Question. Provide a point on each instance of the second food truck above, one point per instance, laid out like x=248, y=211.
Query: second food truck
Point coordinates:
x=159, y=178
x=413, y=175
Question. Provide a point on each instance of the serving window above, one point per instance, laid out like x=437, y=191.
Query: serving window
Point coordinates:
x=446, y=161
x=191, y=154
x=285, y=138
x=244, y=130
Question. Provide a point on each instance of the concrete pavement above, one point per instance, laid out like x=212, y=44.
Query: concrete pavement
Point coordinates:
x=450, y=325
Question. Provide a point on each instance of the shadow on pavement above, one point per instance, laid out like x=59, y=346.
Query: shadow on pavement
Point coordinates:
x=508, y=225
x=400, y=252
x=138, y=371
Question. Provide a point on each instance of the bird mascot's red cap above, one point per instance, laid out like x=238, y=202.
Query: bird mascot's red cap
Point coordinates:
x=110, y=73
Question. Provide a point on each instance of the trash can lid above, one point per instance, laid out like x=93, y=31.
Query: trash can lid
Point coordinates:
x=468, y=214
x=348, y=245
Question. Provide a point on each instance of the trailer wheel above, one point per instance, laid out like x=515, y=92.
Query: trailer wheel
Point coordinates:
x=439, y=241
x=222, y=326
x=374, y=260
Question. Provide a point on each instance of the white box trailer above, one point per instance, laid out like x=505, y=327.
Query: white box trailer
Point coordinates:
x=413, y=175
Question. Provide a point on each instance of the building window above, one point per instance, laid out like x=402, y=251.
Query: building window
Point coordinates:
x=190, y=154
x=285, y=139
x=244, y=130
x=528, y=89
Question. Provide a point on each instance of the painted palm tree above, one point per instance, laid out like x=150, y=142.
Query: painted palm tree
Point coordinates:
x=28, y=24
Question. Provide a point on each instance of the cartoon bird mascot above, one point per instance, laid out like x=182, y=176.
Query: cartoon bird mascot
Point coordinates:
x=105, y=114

**INSTRUCTIONS TO FOLLOW:** Add 23 to every point coordinate in the answers and write out every line again, from the line containing "Question. Provide a point on each instance of the serving" down to the line containing "x=138, y=371", with both of those lines included. Leave all other numbers unchanged.

**SOLVED PROBLEM:**
Question. Provide a point on each instance of the serving window above, one point per instance, laid out like x=437, y=191.
Query: serving window
Point coordinates:
x=469, y=184
x=214, y=177
x=308, y=161
x=267, y=153
Question. Provide a point on each instance of the concrete pavement above, one point per instance, laid out like x=212, y=44.
Query: concrete pavement
Point coordinates:
x=473, y=348
Question. Provide a point on each instance of the shadow on pavement above, one point per instance, laid out like x=59, y=346.
Query: shadow on pavement
Point coordinates:
x=531, y=248
x=423, y=275
x=161, y=394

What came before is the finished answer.